=== Short task a ===
In the essay below about the 1980 Democratic defeat, in what year was Randall Rothenberg's book "The Neoliberals" published?

=== Selected text ===
* begin *

Thirty-four years ago, after a different disaster for Democrats, the pundit form known as the electoral postmortem reached an important milestone. It happened on the “MacNeil/Lehrer Report,” a then-influential PBS news program, on the day in 1980 following Jimmy Carter’s landslide defeat by Ronald Reagan. Morton Kondracke, on his way to becoming one of TV’s most respected bombastinators, was part of a panel sifting through the results. The traditional Democrat among the group was in despair; the Republican was jubilant. Then, like a ray of light through the darkness, came the words of the rising pundit princeling: “It seems to me,” Kondracke announced, “that what the Democratic Party has to do is adopt some sort of a — what might be called a neo-liberal ideology.”
The author from whom I derive this account of that shifting-of-the-tectonic-plates moment, Randall Rothenberg, proceeded to ennoble his description of the exchange with all the drama he could summon: He described Kondracke as a “youthful, guileless Midwesterner,” whose idea—“neoliberalism”—was so brash and shocking and just plumb outrageous that it actually startled the program’s host, Jim Lehrer (“What in the world is that, Mort?”). Indeed, the story of Kondracke’s TV pronouncement was supposed to be so momentous that it was the very first tale Rothenberg related in Chapter 1 of his 1984 salute to political pragmatism, “The Neoliberals.”
Rothenberg went on to roll out the other familiar rhetorical stratagems that have been used so frequently over the last few decades to hustle traditional liberalism off the stage—the changing of the generations, the obsolescence of “the solutions of the thirties,” even a shot of economic determinism. (“[T]he industrial age had given way to the information era. And with it, liberalism was overtaken by neoliberalism.”) But the guile-free Kondracke’s deft intervention after the Democratic defeat of 1980 came first. That was the kind of heroic punditry that was needed to put this thing over.
Don’t bother me with reality-based objections, like pointing out that the Carter Administration was pretty damn neoliberal to begin with—I know it. Everyone knows it. Even Morton Kondracke probably knows it. It doesn’t matter. The reason we look back to that valiant TV moment from 1980 is because it advanced a formula that, through endless reiteration, has worked extraordinary changes in the Democratic Party over the years. You can be a heroic pundit yourself, simply by repeating it: Since every election is a contest over the “center,” every round that goes poorly for Democrats is a call for that party to move to the right. All Democratic failures are, by definition, failures of the left.

* end *

=== Supplied material ===
* begin *

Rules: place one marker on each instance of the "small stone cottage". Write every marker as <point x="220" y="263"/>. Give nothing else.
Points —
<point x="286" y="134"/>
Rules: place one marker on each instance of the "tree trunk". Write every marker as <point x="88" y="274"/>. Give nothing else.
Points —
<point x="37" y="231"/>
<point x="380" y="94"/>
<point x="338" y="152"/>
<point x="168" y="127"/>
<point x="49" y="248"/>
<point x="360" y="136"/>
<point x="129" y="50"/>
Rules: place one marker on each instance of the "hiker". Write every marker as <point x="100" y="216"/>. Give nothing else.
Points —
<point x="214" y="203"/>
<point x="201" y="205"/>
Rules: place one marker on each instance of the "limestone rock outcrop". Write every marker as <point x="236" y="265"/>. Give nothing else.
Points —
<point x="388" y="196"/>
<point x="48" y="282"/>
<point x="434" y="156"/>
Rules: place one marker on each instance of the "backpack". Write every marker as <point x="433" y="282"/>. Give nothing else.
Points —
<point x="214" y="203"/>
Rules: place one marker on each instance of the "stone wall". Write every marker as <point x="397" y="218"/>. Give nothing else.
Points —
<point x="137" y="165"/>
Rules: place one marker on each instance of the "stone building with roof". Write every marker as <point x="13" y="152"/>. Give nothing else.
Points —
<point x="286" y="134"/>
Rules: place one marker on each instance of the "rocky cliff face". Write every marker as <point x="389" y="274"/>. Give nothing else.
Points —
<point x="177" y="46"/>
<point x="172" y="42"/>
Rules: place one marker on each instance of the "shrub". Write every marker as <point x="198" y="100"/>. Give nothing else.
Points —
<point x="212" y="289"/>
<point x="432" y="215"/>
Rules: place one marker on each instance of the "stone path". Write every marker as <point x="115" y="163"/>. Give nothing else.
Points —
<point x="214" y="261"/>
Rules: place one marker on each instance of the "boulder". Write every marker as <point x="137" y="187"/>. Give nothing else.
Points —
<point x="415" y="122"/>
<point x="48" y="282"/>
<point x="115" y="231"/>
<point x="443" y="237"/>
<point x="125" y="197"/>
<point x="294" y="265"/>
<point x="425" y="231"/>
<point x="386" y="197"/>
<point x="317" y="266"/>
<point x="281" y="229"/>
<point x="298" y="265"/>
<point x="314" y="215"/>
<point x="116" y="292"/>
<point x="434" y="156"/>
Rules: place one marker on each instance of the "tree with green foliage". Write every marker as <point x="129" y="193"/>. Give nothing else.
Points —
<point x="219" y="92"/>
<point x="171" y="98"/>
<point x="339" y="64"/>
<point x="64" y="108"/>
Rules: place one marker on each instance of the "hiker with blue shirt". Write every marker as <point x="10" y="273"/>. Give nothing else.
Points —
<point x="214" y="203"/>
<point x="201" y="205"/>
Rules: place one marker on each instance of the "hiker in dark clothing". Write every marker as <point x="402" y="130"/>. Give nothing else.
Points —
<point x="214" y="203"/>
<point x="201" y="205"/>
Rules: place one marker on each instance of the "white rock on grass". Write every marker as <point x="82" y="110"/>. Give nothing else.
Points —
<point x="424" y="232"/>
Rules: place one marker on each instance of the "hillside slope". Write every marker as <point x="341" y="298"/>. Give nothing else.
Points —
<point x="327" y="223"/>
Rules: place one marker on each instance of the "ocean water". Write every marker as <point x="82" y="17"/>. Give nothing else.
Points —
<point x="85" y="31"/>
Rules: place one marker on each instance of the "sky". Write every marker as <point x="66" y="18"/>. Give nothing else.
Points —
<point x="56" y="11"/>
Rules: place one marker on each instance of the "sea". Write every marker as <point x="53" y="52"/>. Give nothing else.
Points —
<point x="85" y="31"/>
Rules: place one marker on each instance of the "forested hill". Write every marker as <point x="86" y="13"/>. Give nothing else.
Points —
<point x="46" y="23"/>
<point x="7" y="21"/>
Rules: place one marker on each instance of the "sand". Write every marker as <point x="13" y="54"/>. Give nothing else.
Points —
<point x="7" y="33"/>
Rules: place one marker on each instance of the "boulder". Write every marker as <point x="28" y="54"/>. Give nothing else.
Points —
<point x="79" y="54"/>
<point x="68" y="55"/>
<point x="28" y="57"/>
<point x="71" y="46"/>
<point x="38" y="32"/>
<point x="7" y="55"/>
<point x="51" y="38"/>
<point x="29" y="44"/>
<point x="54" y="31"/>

* end *

=== Short task b ===
Report every line of the listing above that contains the word "tree", copying each line as it appears.

=== Task output a ===
1984

=== Task output b ===
Rules: place one marker on each instance of the "tree trunk". Write every marker as <point x="88" y="274"/>. Give nothing else.
Rules: place one marker on each instance of the "tree with green foliage". Write every marker as <point x="129" y="193"/>. Give nothing else.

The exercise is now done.